- [TEKS YANG DIBERIKAN]:
======
BAB I
PENDAHULUAN
Salah satu bagian yang sampai saat ini masih ramai
diperbincangkan dalam ilmu fiqih yaitu fiqih munakahah. Di dalam fiqih munakahah
yang sangat marak
menjadi bahan diskusi di kalangan kita adalah soal poligami. Poligami merupakan
persoalan yang pelik yang dihadapi oleh kaum perempuan khususnya dan Islam pada
umumnya.
Menurut pakar psikologi maupun seksiologi, seorang laki-laki
yang memasuki usia 30–40 an mempunyai gairah seks yang meledak-ledak. Umumnya
disebut masa puber ke-2 dan punya fasilitas, ia cenderung banyak tingkah.
Meskipun tidak semuanya, tetapi kebanyakan mereka yang tergolong sukses,
mencoba bermain-main dengan apa yang disebut WIL (wanita idaman lain).
Sedangkan bagi yang jujur biasanya merengek - rengek kepada istrinya agar diperbolehkan
kawin lagi.
======
- [KETENTUAN TUGAS]:
(A) Dalam teks tentang poligami, apa kepanjangan dari WIL?
(B) Lanjutkan teks tentang poligami dalam fiqih munakahah dari kalimat terakhirnya.

Entri anotasi wilayah
======
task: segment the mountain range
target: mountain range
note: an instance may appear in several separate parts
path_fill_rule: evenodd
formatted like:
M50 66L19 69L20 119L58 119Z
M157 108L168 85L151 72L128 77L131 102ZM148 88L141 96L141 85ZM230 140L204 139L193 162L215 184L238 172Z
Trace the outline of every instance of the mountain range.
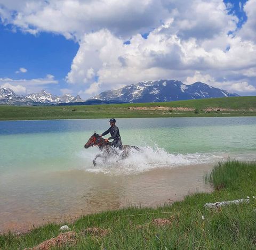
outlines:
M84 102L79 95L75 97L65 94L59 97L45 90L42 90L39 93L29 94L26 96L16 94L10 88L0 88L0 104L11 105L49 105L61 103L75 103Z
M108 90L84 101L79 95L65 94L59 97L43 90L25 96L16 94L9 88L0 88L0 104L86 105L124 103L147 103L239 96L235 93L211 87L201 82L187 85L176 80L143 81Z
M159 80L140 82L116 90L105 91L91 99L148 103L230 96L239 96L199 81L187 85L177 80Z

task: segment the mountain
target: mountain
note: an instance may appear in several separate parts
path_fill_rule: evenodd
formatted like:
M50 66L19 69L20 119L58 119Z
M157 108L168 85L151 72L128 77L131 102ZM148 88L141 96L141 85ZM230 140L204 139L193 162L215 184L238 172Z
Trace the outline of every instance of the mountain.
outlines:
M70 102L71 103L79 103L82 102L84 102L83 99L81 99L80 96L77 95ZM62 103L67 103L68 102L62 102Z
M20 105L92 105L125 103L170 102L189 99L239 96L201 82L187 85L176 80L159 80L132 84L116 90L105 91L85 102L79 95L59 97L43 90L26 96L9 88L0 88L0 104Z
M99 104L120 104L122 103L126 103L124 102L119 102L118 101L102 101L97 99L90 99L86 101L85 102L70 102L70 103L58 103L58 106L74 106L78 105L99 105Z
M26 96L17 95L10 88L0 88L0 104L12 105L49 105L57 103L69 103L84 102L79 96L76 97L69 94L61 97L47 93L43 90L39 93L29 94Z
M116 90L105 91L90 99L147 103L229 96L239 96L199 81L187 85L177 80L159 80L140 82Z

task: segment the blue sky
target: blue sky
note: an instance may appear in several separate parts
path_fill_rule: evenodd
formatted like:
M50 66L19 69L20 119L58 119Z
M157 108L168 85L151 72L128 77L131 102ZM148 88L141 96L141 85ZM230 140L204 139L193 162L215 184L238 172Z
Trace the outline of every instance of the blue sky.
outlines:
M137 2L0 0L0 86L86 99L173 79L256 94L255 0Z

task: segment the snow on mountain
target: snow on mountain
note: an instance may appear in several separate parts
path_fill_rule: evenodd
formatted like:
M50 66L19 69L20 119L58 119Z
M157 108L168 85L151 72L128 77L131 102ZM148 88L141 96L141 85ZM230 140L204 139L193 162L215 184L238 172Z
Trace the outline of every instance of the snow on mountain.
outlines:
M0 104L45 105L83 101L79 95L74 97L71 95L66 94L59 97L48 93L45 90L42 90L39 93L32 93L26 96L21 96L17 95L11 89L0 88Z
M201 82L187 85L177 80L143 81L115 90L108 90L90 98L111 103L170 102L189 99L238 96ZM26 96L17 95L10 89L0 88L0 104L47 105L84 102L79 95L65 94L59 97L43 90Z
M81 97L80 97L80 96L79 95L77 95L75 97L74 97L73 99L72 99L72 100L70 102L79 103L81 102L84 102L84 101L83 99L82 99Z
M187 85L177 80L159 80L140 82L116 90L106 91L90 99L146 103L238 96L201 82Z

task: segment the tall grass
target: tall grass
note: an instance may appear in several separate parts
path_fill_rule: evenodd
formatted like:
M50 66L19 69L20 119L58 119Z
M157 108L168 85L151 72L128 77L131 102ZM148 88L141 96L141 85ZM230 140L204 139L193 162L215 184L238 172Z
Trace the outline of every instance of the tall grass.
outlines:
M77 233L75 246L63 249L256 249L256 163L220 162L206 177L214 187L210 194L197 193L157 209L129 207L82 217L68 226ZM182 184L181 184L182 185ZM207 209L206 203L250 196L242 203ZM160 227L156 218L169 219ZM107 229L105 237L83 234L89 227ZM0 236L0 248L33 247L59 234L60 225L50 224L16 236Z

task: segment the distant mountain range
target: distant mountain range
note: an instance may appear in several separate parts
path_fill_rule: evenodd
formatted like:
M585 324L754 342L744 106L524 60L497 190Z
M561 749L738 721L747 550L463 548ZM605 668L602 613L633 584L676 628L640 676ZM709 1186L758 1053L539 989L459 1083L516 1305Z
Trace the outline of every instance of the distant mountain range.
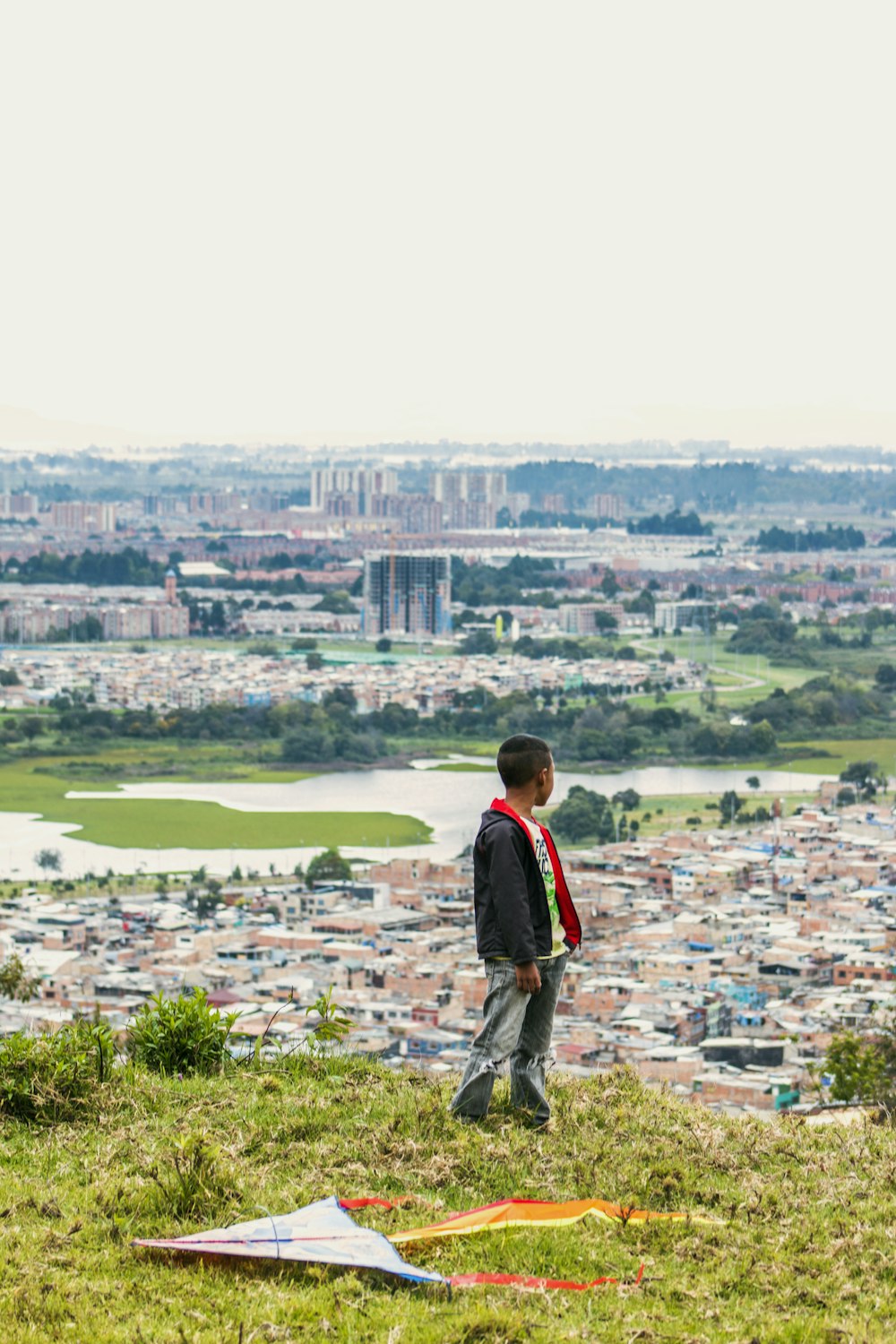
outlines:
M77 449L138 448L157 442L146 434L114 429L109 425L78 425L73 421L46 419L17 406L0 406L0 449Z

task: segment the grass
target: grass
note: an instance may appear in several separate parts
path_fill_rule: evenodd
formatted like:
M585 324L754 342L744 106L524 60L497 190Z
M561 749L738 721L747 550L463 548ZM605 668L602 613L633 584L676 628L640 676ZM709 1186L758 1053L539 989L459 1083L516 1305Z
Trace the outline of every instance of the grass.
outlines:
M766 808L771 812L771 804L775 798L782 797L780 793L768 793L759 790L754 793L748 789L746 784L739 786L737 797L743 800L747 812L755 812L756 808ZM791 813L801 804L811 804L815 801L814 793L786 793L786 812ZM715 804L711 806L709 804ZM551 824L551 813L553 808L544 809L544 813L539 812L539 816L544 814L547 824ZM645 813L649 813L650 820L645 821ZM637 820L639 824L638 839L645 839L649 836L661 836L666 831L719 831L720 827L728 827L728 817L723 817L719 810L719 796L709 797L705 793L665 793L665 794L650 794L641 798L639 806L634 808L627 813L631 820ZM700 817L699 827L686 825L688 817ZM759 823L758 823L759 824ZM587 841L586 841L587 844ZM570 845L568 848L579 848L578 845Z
======
- [HASIL LATIHAN]:
(A) Wanita idaman lain.

(B)
Sebenarnya keinginan untuk berselingkuh dengan WIL atau
terang-terangan ingin kawin lagi bukan semata-mata karena dorongan kebutuhan
seksual saja. Tetapi juga dipengaruhi oleh suatu kecenderungan agar ia dianggap
hebat. Bagi laki-laki “tukang kawin” akan merasa bangga jika dirinya dianggap
berhasil dalam menghidupi beberapa istrinya yang rukun-rukun saja.
Berpoligami tidak dilarang dalam Islam. Boleh saja seorang lelaki mempunyai dua
atau tiga bahkan empat orang istri. Tetapi ada syarat-syarat yang harus
dipenuhi, terutama bersikap adil
kepada istri-istrinya. Bersikap adil yang dimaksudkan dalam berpoligami adalah
adil dalam segala-galanya. Tak sedikit laki-laki “berlindung” pada alasan bahwa
keinginannya berpoligami itu meniru cara Nabi Muhammad. Di mana, saat itu Nabi
mempunyai istri lebih dari satu. Lalu ketika niatnya menggebu-gebu ia berjanji
pada istri pertama bahwa ia akan berlaku seadil-adilnya kepada istrinya yang
kedua atau ketiga.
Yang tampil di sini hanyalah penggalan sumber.